● **Instruction 1**
According to the cycle lane article, what three sections has the route been split into?

* Begin Passage to read *

Childwall to city centre travel route, Liverpool City Council, p Liverpool City Council

The 8km active travel route would stretch from Childwall to the city centre. Credit: via Liverpool City Council

Liverpool seeks feedback on major cycle lane

Part of the city council’s active travel initiative, the route would create access for more than 100,000 people from Childwall to the city centre.

Liverpool City Council has launched a public consultation on its plans to create an 8km cycle lane, connecting Childwall to the Lime Street corridor and the city’s waterfront.

Wavertree Sports Park, the University of Liverpool, and Liverpool Hope University will also feature along the corridor.

Proposals also include new and improved footpaths, pedestrian crossing facilities, and landscaping.

The route has been broken down into three sections: city centre, Wavertree, and Childwall.

The city centre would benefit from the delivery of a cycle track through Renshaw Street, Leece Street, Hardman Street, and Myrtle Street, as well as updated crossing facilities at key junctions.

* End Passage to read *
* Begin Dataset entries *

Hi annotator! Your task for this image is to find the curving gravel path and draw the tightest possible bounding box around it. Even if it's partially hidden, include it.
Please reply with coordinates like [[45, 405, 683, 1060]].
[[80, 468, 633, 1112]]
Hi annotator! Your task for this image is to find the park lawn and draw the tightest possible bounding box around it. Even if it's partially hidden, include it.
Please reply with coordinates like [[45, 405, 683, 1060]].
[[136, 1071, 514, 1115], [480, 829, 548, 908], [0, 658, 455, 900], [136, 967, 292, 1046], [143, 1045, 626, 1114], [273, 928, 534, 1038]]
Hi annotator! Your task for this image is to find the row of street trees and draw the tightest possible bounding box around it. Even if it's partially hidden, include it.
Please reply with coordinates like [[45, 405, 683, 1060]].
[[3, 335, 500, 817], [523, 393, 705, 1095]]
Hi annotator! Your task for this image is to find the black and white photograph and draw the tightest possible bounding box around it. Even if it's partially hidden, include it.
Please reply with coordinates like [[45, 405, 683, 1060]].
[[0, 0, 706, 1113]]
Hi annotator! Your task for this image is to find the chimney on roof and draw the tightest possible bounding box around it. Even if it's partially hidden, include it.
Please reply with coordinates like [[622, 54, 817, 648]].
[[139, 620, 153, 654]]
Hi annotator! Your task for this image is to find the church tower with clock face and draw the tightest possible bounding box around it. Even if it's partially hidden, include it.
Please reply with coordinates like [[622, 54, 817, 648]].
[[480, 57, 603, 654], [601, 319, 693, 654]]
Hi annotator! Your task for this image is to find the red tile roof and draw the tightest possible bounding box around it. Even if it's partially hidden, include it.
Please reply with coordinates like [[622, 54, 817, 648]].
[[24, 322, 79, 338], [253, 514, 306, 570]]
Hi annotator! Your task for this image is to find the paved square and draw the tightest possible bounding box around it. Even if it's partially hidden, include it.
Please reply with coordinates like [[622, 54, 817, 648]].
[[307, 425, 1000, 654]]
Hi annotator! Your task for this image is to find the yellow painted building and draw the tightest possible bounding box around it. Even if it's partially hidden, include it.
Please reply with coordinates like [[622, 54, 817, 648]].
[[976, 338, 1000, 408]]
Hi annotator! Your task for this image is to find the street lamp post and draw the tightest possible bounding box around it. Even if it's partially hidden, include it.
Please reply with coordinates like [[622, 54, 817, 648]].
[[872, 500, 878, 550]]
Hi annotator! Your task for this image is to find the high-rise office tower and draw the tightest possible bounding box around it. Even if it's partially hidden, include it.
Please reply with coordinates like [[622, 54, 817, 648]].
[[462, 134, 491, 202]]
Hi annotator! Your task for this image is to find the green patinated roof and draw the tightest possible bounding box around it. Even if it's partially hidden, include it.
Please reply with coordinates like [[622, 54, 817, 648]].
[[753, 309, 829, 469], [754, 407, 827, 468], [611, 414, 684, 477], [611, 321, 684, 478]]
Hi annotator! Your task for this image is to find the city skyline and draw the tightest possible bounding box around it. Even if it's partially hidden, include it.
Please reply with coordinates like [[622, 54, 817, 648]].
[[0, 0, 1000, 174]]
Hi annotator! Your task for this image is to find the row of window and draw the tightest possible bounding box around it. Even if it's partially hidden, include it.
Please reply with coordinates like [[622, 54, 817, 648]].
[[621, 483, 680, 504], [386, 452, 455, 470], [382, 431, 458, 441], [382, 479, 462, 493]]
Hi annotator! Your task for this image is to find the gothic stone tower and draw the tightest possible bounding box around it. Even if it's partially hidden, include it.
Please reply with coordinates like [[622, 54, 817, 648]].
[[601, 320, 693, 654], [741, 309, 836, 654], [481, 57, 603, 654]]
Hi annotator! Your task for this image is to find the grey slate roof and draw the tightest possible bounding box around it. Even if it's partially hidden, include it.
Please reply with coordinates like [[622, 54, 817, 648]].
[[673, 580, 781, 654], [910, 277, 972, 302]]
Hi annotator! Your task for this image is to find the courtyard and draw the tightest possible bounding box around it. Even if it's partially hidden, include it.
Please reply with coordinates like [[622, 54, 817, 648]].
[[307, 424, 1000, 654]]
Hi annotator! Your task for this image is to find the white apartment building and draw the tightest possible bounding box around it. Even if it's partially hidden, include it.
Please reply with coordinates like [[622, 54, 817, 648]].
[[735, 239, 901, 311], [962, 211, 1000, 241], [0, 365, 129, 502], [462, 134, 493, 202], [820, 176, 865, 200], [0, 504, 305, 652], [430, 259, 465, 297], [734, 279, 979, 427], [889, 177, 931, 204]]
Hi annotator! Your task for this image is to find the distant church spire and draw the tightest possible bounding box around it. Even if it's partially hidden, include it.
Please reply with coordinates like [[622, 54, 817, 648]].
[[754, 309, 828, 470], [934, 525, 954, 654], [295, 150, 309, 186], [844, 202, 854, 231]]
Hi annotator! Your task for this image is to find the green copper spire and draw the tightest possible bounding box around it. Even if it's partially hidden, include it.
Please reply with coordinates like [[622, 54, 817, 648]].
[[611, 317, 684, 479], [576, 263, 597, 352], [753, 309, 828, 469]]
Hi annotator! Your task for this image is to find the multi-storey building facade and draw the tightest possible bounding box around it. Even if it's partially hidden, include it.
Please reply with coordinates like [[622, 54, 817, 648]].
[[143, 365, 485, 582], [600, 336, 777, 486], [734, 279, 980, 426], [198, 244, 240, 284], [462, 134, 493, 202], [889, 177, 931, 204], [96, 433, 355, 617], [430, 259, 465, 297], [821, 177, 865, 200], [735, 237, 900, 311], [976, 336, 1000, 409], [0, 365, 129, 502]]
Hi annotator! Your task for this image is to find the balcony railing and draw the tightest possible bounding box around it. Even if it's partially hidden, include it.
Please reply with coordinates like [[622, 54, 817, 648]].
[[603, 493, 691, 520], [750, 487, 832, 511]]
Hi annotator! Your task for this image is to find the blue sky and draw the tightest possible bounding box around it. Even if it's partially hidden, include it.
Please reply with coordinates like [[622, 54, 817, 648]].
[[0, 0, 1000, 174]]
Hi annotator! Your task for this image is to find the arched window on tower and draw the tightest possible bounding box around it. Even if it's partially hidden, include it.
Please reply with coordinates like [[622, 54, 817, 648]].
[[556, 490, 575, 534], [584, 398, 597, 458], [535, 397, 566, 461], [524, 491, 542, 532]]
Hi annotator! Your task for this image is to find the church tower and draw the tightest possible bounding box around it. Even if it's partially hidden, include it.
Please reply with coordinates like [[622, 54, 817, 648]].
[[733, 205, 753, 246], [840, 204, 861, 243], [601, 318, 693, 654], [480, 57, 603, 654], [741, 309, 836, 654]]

* End Dataset entries *

● **Instruction 2**
Present the records from the line with "find the courtyard" to the line with "[[307, 424, 1000, 654]]" as a Markdown table with the columns Number and Record line, one row per line and blank lines left out.

● **Complete response 1**
City centre, Wavertree, and Childwall.

● **Complete response 2**
| Number | Record line |
|---|---|
| 1 | Hi annotator! Your task for this image is to find the courtyard and draw the tightest possible bounding box around it. Even if it's partially hidden, include it. |
| 2 | Please reply with coordinates like [[622, 54, 817, 648]]. |
| 3 | [[307, 424, 1000, 654]] |